(Object pointing dataset rows)
....................
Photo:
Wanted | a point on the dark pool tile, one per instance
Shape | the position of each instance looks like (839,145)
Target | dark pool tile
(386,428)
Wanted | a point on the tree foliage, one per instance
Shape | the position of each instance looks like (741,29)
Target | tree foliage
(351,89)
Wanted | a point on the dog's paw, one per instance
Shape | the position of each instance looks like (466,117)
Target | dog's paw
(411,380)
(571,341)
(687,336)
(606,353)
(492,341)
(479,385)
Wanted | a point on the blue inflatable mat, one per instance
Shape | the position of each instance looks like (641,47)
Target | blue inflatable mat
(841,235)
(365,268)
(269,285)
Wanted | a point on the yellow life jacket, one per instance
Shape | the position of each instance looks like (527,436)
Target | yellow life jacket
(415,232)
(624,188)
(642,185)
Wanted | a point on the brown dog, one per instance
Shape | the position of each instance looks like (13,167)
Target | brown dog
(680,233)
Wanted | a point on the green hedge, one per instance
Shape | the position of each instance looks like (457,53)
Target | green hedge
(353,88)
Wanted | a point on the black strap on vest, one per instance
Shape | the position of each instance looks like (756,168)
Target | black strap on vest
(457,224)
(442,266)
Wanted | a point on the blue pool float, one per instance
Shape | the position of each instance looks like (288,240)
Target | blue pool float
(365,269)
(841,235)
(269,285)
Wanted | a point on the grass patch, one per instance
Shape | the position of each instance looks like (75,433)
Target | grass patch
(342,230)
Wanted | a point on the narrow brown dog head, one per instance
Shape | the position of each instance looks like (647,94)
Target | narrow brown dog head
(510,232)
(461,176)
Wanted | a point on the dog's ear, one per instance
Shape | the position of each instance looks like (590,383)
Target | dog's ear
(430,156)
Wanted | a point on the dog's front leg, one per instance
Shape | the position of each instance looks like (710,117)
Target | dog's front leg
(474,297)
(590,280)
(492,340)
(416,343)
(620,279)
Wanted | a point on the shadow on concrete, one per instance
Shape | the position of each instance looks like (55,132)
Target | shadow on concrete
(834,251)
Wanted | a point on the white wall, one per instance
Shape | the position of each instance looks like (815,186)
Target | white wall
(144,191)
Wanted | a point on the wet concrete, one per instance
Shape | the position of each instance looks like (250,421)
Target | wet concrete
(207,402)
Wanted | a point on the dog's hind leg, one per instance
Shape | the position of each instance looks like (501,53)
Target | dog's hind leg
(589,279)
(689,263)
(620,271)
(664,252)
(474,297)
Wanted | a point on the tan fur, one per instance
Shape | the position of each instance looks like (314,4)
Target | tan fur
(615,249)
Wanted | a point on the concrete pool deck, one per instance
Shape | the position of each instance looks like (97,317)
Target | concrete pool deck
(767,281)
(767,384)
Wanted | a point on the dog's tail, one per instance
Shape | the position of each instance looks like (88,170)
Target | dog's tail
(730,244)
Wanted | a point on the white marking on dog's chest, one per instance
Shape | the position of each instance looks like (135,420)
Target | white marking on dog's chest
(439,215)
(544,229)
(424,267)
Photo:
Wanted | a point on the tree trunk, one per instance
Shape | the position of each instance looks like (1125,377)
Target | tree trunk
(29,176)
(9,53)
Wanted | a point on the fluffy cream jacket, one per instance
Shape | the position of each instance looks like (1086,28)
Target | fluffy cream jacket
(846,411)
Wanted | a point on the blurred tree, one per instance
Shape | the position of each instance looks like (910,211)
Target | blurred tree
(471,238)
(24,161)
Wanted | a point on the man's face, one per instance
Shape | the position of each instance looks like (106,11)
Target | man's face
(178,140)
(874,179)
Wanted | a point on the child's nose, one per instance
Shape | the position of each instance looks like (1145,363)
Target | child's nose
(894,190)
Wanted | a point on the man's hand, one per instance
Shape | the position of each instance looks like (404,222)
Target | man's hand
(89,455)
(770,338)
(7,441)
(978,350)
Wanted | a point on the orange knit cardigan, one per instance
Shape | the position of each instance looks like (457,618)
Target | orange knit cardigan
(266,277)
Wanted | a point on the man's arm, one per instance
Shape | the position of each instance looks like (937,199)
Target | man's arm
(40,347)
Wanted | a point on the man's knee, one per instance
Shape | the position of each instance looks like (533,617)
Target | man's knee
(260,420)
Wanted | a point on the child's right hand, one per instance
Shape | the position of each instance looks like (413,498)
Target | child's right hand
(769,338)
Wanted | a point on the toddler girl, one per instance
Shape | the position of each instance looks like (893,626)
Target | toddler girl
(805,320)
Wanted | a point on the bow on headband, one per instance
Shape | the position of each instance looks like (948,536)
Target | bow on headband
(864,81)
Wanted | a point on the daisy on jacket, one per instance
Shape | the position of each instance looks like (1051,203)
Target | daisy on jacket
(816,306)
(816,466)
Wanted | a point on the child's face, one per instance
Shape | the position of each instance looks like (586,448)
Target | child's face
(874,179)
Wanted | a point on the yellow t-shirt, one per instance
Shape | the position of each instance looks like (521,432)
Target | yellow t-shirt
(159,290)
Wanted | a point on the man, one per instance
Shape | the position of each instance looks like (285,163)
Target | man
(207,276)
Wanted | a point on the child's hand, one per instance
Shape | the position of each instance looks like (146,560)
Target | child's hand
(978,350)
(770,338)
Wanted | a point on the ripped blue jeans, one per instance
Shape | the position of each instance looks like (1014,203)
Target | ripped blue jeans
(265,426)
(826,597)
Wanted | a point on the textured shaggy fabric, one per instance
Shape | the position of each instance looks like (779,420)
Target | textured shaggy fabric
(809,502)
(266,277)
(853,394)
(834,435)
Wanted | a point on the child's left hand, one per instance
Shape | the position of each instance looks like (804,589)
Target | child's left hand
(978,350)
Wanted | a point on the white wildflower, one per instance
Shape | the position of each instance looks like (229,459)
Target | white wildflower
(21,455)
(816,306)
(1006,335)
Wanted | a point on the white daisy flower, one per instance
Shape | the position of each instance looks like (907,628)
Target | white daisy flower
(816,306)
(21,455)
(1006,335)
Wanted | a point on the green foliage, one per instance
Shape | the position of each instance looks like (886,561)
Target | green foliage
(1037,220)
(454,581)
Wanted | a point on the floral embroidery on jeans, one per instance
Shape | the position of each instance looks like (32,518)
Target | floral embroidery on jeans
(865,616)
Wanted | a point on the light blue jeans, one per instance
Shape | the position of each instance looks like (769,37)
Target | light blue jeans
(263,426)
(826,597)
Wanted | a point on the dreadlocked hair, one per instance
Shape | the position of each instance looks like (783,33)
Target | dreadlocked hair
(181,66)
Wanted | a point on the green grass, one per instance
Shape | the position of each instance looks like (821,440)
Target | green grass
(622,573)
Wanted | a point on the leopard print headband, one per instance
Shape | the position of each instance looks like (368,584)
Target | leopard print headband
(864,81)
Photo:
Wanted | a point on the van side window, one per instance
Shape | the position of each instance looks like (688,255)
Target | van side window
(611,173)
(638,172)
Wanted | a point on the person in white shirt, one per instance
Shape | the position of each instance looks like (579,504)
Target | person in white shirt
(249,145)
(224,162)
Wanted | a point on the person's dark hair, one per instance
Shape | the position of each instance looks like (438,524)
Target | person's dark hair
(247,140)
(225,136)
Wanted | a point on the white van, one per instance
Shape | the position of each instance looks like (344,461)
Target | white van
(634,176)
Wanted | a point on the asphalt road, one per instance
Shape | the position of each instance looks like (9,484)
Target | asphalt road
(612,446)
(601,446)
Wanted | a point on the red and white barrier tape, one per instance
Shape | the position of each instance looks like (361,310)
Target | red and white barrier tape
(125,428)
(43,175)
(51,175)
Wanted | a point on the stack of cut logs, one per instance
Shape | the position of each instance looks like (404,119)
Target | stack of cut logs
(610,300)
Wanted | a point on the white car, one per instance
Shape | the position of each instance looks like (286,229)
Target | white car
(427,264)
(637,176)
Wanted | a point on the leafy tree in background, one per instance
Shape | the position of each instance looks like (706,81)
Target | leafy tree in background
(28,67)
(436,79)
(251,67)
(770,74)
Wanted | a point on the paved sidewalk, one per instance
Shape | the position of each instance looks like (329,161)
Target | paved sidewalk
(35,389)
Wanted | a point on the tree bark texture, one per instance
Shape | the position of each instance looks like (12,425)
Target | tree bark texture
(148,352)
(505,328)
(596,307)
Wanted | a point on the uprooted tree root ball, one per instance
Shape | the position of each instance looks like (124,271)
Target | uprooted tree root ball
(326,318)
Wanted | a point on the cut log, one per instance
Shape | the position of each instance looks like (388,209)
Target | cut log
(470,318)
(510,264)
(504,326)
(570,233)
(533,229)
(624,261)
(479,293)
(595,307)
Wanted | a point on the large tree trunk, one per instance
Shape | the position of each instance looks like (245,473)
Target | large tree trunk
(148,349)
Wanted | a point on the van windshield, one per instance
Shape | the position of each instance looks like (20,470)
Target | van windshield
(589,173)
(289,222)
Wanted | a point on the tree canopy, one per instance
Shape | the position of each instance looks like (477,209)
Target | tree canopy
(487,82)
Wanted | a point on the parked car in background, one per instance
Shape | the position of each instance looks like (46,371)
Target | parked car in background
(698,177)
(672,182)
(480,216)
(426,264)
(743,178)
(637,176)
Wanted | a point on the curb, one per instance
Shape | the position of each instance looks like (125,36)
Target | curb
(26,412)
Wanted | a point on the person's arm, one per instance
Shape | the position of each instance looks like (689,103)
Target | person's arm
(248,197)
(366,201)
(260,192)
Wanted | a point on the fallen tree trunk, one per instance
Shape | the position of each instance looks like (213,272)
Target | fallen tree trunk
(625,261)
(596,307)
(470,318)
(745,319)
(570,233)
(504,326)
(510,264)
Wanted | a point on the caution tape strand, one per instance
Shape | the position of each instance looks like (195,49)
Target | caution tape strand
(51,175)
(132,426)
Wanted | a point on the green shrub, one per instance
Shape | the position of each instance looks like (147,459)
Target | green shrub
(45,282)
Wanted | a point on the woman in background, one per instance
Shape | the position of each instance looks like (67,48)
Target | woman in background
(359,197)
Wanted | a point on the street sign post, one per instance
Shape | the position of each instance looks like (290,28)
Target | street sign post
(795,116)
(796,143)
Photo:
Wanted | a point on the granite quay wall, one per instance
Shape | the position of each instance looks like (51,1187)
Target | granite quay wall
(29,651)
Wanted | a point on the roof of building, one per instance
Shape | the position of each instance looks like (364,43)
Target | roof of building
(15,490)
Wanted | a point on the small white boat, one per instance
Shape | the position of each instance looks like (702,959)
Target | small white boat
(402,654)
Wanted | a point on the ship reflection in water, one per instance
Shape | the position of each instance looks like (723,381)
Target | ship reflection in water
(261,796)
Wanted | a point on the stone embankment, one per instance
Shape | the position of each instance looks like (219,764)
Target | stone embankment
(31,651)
....................
• Goal of the exercise: Repeat word for word each line from the one with "Wanted | a point on the fallen" to the end of the records above, inclusive.

• Complete response:
Wanted | a point on the fallen tree trunk, one per instance
Shape | the position of each instance looks like (213,272)
Target | fallen tree trunk
(625,261)
(596,307)
(470,318)
(745,319)
(570,233)
(504,326)
(510,264)
Wanted | a point on the caution tape strand, one per instance
Shape | the position of each instance looks like (195,49)
Target | caution tape strand
(51,175)
(132,426)
Wanted | a point on the green shrub, one per instance
Shape | the position of each instance looks like (147,459)
Target | green shrub
(45,282)
Wanted | a point on the woman in background, one per instance
Shape | the position of each instance looks like (67,48)
Target | woman in background
(359,197)
Wanted | a point on the street sign post, one per instance
Shape | the position of each instance looks like (290,28)
Target | street sign post
(795,116)
(796,143)
Photo:
Wanted | a point on the granite quay wall, one per instance
Shape | the position of each instance looks like (51,1187)
Target | granite quay wall
(29,651)
Wanted | a point on the roof of building, one per instance
Shape | the position of each instance looks like (364,43)
Target | roof of building
(15,490)
Wanted | a point on the small white boat, one per instance
Shape | the position of each instance looks like (702,959)
Target | small white boat
(402,654)
Wanted | a point on the ship reflection in water, one per instance
Shape | the position of each instance looks like (723,381)
Target | ship reflection in water
(261,796)
Wanted | a point on the stone embankment, one per instance
Shape | the position of each instance looks like (219,764)
Target | stone embankment
(31,651)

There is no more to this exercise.